Dicha dialéctica de obediencia-humildad. como opción de "retorno" y tarea de "conversión" es, sin lugar a duda, un desafío, casi un contrasentido, para la cultura posmoderna. En efecto, cómo lo veremos más adelante, lo posmoderno oscila entre el "sí" y el "no", en un movimiento sutil y vago de péndulo perpetuo, sin nunca llegar a pronunciarlos ni a pronunciarse por ninguno de los dos polos.
En el contexto latinoamericano, marcado por una precariedad extrema en muchos niveles, esta tensión es prácticamente imposible de asumir dentro de una estrategia de simple supervivencia en la provisionalidad. Pero retomaremos esta afirmación de manera más específica en nuestra segunda reflexión y veremos qué consecuencia trae para lo que llamamos la refundación de la vida monástica.

_ _ _

TU TAREA: ¿Cómo se traduce al inglés esta oración del pasaje dado: «En el contexto latinoamericano, marcado por una precariedad extrema en muchos niveles, esta tensión es prácticamente imposible de asumir dentro de una estrategia de simple supervivencia en la provisionalidad.»?

DATOS ALMACENADOS:

_ _ _

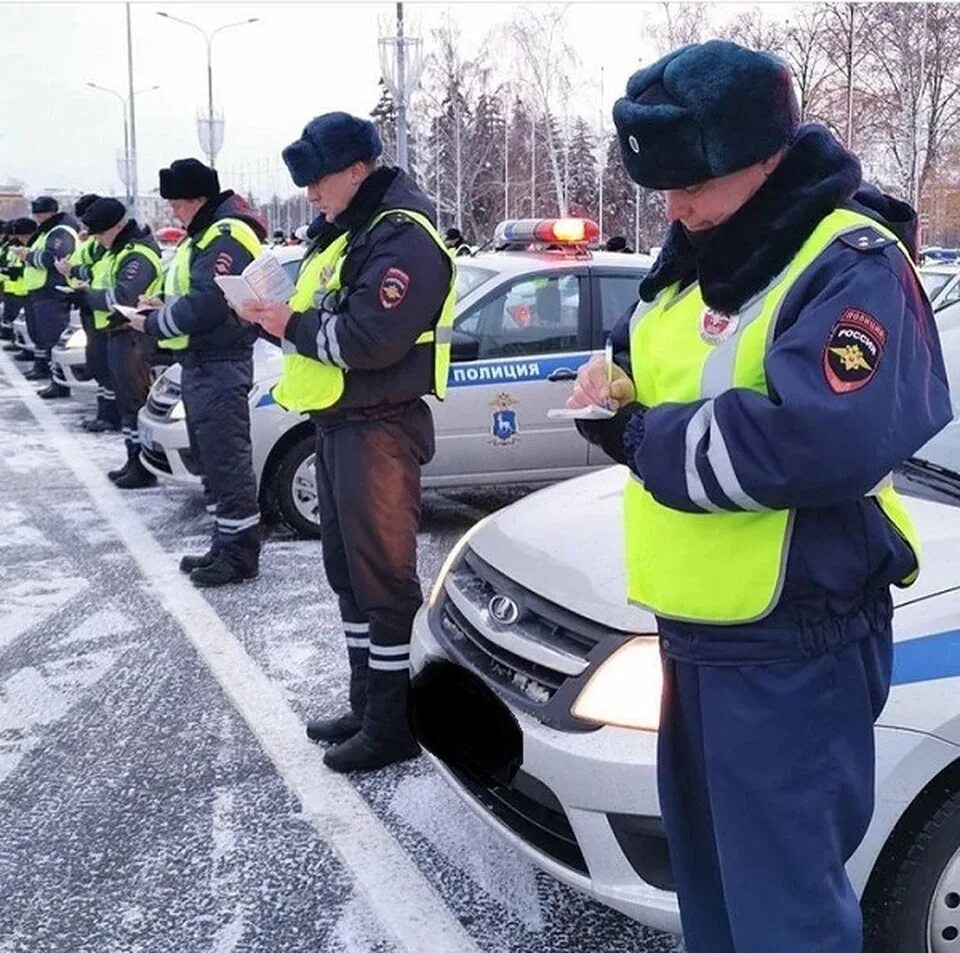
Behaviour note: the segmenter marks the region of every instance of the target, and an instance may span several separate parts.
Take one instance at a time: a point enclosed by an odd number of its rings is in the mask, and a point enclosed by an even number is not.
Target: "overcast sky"
[[[512,3],[405,3],[408,34],[425,38],[451,11],[466,54],[487,31],[510,19]],[[743,6],[743,5],[740,5]],[[604,114],[647,51],[642,23],[656,5],[570,4],[568,36],[581,64],[574,103],[598,116],[601,65]],[[206,46],[200,34],[157,11],[192,20],[208,31],[229,29],[213,45],[214,103],[226,118],[217,165],[225,188],[270,187],[292,193],[279,160],[305,122],[343,109],[366,115],[377,101],[377,37],[393,32],[394,3],[154,3],[131,4],[140,190],[154,188],[157,169],[200,152],[196,115],[207,99]],[[95,82],[127,93],[123,3],[0,3],[0,181],[19,179],[28,192],[78,188],[122,191],[116,155],[122,151],[120,101],[87,87]],[[244,178],[246,181],[227,181]]]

_ _ _

RESPUESTA FINAL: In the Latin American context, marked by extreme precariousness on many levels, this tension is practically impossible to take on within a strategy of mere survival amid provisionality.